*Raw records*
# # # # #

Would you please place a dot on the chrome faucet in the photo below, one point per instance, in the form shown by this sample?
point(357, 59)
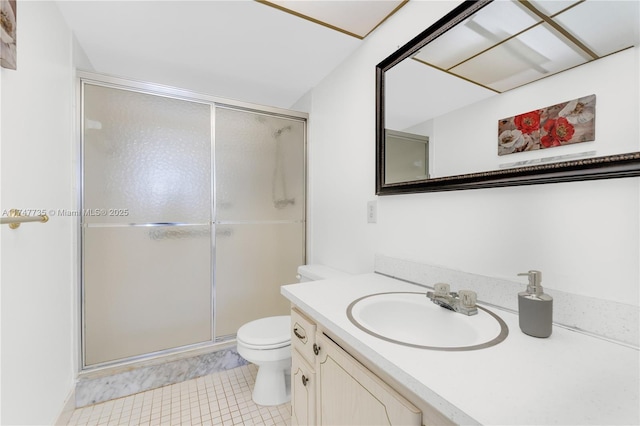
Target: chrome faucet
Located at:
point(463, 302)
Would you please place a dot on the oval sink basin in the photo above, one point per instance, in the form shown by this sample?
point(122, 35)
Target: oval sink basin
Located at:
point(412, 319)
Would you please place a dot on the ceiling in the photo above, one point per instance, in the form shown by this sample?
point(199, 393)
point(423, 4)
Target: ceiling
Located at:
point(252, 51)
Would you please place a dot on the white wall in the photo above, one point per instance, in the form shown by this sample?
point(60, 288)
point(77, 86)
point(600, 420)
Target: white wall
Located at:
point(37, 299)
point(584, 236)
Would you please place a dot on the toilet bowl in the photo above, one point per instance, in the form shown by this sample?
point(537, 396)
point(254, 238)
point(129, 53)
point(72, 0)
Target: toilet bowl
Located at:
point(266, 342)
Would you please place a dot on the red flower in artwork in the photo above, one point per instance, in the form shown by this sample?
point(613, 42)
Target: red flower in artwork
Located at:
point(558, 131)
point(528, 122)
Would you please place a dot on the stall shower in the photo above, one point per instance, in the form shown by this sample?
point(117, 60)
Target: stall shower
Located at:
point(193, 216)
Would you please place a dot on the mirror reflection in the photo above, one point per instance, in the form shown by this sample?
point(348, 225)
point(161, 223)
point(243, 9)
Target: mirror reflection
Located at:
point(507, 59)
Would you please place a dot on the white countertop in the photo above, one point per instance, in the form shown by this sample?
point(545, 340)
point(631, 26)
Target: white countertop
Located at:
point(567, 379)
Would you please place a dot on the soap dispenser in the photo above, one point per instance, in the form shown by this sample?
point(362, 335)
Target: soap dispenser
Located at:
point(535, 308)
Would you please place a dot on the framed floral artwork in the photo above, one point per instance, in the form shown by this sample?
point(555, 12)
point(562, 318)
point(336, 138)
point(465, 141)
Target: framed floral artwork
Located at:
point(8, 21)
point(557, 125)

# # # # #

*Task brief*
Copy out, word for word, everything from the line containing "Would you please place a dot on the oval" down to the line containing "point(412, 319)", with both of those lines included.

*Answer to this problem*
Would you please place a dot on the oval sink basin in the photo above, one point per instance, in the form shown by this sample?
point(122, 35)
Target: oval sink basin
Located at:
point(412, 319)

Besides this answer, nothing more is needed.